> _Exercise instructions_
Would you write the data out once more, exactly as it is?

> _Records for the exercise_
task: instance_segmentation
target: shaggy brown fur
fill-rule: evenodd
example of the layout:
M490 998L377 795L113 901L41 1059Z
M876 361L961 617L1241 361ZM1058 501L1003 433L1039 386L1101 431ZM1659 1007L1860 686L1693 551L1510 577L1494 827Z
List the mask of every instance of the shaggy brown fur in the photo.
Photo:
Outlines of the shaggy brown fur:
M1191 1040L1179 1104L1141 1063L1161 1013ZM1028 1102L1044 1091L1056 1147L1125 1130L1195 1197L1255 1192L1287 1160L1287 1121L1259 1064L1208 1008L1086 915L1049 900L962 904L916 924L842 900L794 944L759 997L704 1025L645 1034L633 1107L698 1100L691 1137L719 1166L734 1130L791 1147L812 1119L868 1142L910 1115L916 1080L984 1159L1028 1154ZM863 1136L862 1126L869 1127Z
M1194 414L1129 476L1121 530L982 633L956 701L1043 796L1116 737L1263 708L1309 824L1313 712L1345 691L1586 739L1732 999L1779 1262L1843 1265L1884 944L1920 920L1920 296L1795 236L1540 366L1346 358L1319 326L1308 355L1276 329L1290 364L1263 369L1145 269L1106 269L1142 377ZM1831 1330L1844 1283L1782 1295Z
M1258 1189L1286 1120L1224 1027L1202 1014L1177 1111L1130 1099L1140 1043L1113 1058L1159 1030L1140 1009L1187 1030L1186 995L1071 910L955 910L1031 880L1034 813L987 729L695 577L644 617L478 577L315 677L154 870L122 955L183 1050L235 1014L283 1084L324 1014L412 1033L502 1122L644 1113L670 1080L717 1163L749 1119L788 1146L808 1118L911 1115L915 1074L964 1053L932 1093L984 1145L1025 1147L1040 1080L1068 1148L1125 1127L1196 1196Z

> _Answer for the task_
task: instance_segmentation
target: shaggy brown fur
fill-rule: evenodd
example of the layout:
M490 998L377 795L113 901L41 1059Z
M876 361L961 617L1241 361ZM1058 501L1003 433L1039 386L1101 431ZM1659 1007L1860 686L1693 551L1510 577L1494 827Z
List the mask of every instance of the shaggy brown fur in the photo.
Photo:
Outlines of the shaggy brown fur:
M1191 1040L1179 1104L1141 1063L1161 1013ZM1028 1102L1044 1091L1056 1147L1125 1130L1195 1197L1255 1192L1287 1160L1287 1121L1259 1064L1208 1008L1086 915L1049 900L962 904L916 924L842 900L794 944L759 997L704 1025L645 1034L633 1107L698 1100L691 1137L719 1166L734 1130L791 1147L812 1119L868 1142L910 1115L916 1080L984 1159L1028 1154ZM863 1136L862 1126L869 1127Z
M1194 414L1129 476L1121 530L982 633L956 701L1043 796L1116 737L1263 708L1309 824L1313 712L1345 691L1586 739L1732 999L1779 1262L1843 1265L1884 944L1920 920L1920 296L1795 236L1540 366L1346 358L1319 326L1308 355L1276 329L1290 364L1263 369L1145 269L1106 269L1142 377ZM1831 1330L1844 1283L1782 1295Z
M1258 1189L1286 1120L1224 1027L1202 1014L1177 1111L1130 1099L1140 1043L1113 1058L1159 1030L1140 1009L1187 1030L1186 995L1071 910L955 910L1031 880L1034 813L987 729L695 577L644 617L478 577L315 677L154 870L122 955L183 1050L235 1014L283 1084L324 1014L412 1033L502 1122L644 1113L670 1080L717 1163L749 1119L788 1146L808 1118L911 1115L915 1074L964 1053L932 1093L984 1145L1025 1147L1040 1080L1068 1148L1125 1127L1196 1196Z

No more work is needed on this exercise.